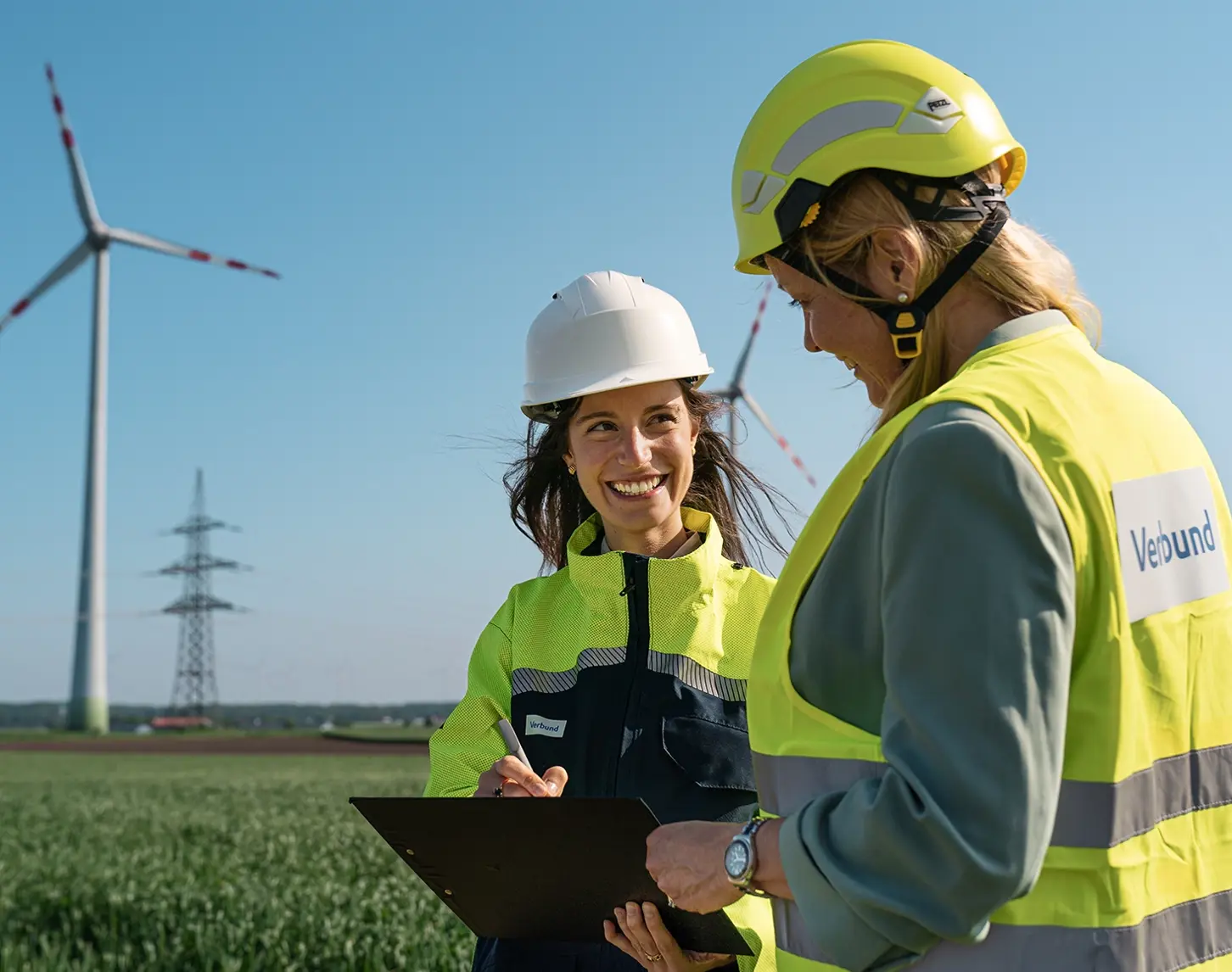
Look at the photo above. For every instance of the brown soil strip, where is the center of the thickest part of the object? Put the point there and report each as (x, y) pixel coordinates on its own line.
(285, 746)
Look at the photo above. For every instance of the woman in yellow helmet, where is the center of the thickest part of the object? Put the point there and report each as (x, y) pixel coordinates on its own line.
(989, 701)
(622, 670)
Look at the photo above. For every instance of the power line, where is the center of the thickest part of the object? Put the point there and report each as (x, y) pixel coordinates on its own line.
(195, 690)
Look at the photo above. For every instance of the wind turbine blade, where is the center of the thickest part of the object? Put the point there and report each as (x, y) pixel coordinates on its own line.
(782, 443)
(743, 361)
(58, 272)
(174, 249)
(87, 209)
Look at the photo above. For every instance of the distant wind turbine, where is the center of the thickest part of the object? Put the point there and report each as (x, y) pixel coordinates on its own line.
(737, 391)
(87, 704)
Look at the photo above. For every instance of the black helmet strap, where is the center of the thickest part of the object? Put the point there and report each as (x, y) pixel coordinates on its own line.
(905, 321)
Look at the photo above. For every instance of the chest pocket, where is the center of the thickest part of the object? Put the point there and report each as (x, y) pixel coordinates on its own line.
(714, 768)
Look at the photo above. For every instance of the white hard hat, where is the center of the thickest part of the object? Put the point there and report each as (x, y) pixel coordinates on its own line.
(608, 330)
----
PROBLEM TO SOLVE>
Rewrite the records above with every "thickest part" changed to "widest part" and everything else kept the same, leaving out the pictures.

TASK SOLUTION>
Look at the photo above. For every instance of the brown soil strip, where is the center of the widest part of the object? Put the point there and report each as (x, y) pixel coordinates on its own line.
(285, 746)
Look at the photo above. For every instance of the woman in yellow helmet, where is the center of the widest part of the object? Put the point there and report each as (x, y) pixel coordinates on its own line.
(989, 701)
(622, 670)
Look at the photo above. For every instance of the power line, where is the center of the widest part of the object? Put the point there and report each as (x, y) pixel coordinates on its own line.
(195, 690)
Look at the photo above. For every instance of the wind turbine blade, where is the center of the widest part of the object? Put the point there and report each as (x, y) pixel coordinates on its own line.
(782, 443)
(743, 361)
(58, 272)
(174, 249)
(87, 209)
Look at the photo above. For every instance of the distant wind turbine, where is the center of the widest part of the object? Put the point there and report each as (x, y) pixel coordinates on its own line.
(737, 391)
(87, 704)
Look at the photo above. For every instance of the black helmet strap, where is the center of the widest part of the object? Put the point there and report each as (x, y) pixel coordinates on its own line.
(905, 321)
Look at the photo above. For every instance of the chest pocket, where is the center of the widest part of the object? Put the point there and report each as (x, y) pixel coordinates on its own line.
(714, 768)
Look at the photo above. For every instance of the white hard hat, where is the center of the widest part of the object? Put the point there and report each as (x, y) pixel coordinates on its own line.
(608, 330)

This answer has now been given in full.